→ Study text:
──────────────────────────────
Royal Perth Hospital employs over 6000 people and sees over 70,000 patients each year. Some of the services offered are imaging, trauma and neurosciences, a wide variety of surgical options, critical and emergency care, dermatology, internal medicine, and haematology.

As well as providing a comprehensive array of medical services for adults, Royal Perth exists as a teaching hospital, having close associations with Western Australia's four major universities and TAFE institutions. This allows tertiary institutions to provide practical, professional education opportunities and ensures Royal Perth has well-trained and capable staff.

Royal Perth also fosters relationships with WA's other hospitals, including Sir Charles Gairdner Hospital, Fiona Stanley Hospital and Perth Children's Hospital, ensuring all services are available to inpatients, even if RPH doesn't provide them itself.

==Research==
The head of research at Royal Perth Hospital is Professor Peter Leedman, and RPH is a leading researcher into both patient recovery and improvements in staff practices. RPH shares its campus with several other major research foundations, including the Western Australian Institute for Medical Research, ensuring several research projects are taking place at any one time.
The high standing of RPH researchers is demonstrated by their significant contribution to the annals of international scientific literature each year. In 1998, a total of 158 articles and 114 abstracts were published in refereed medical, nursing and scientific journals. In addition, staff presented a total of 190 papers at national and international professional conferences.
──────────────────────────────
→ Dataset extract:
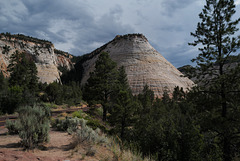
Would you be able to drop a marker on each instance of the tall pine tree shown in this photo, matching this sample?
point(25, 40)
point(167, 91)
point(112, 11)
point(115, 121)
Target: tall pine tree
point(101, 82)
point(215, 35)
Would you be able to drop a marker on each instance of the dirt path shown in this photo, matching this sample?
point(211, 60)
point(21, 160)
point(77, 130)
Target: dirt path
point(58, 149)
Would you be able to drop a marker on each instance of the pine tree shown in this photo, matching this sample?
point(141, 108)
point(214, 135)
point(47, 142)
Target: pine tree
point(215, 34)
point(124, 109)
point(101, 82)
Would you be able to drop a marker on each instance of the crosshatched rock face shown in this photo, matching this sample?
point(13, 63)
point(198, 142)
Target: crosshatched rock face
point(143, 65)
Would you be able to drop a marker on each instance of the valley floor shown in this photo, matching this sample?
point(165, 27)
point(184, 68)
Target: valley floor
point(59, 148)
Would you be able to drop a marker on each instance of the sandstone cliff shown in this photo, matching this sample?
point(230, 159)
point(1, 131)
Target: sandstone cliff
point(143, 65)
point(42, 52)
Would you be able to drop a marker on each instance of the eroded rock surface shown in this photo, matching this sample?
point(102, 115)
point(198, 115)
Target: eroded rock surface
point(42, 52)
point(143, 65)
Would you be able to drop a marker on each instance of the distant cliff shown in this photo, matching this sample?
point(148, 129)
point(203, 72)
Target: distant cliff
point(143, 65)
point(48, 60)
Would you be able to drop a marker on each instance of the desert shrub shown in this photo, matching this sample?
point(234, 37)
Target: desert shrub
point(33, 125)
point(94, 124)
point(87, 134)
point(91, 122)
point(68, 124)
point(12, 126)
point(80, 114)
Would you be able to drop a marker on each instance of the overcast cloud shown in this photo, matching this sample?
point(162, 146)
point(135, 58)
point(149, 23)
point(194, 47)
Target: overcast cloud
point(80, 26)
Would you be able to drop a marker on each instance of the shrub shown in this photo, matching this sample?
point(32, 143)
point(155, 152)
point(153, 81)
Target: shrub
──────────────────────────────
→ Problem A: Copy out the part of the Royal Perth Hospital text that opens with the words containing "Royal Perth also" and closes with "any one time.", substituting "research institutes" for "research foundations".
→ Problem B: Name every hospital other than Royal Perth mentioned in the Royal Perth Hospital text.
→ Problem C: Pick up the Royal Perth Hospital text after its final sentence and extend it further.

→ Exercise output A:
Royal Perth also fosters relationships with WA's other hospitals, including Sir Charles Gairdner Hospital, Fiona Stanley Hospital and Perth Children's Hospital, ensuring all services are available to inpatients, even if RPH doesn't provide them itself.

==Research==
The head of research at Royal Perth Hospital is Professor Peter Leedman, and RPH is a leading researcher into both patient recovery and improvements in staff practices. RPH shares its campus with several other major research institutes, including the Western Australian Institute for Medical Research, ensuring several research projects are taking place at any one time.

→ Exercise output B: Sir Charles Gairdner Hospital, Fiona Stanley Hospital, Perth Children's Hospital

→ Exercise output C:
== Shenton Park ==
The Royal Perth Rehabilitation Hospital was first established as an isolation tent hospital in the bush at Shenton Park during the outbreak of smallpox in April 1893. This hospital, variously known as the Isolation Hospital, the Victoria Hospital, the Infectious Diseases Branch and finally as the Royal Perth Rehabilitation Hospital, commenced its role as a major rehabilitation hospital with the rehabilitation of polio patients following the epidemic of 1948–56.

== Personalities ==
Several well-known practitioners and medical researchers have worked at Royal Perth Hospital over the years, including Dr Fiona Wood, winner of the 2005 Australian of the Year Award, and Professor Barry Marshall and Dr Robin Warren, winners of the 2005 Nobel Prize in Physiology.

The Royal Perth Hospital motto is "Servio". The hospital logo is based on the arms of the City of Perth and was first introduced in 1935. It comprises the St George's Cross on a white shield with a black swan in the top left canton and a banner inscribed with the word "Servio".

== Heritage listing ==
Various RPH buildings are listed on the State Register of Heritage Places.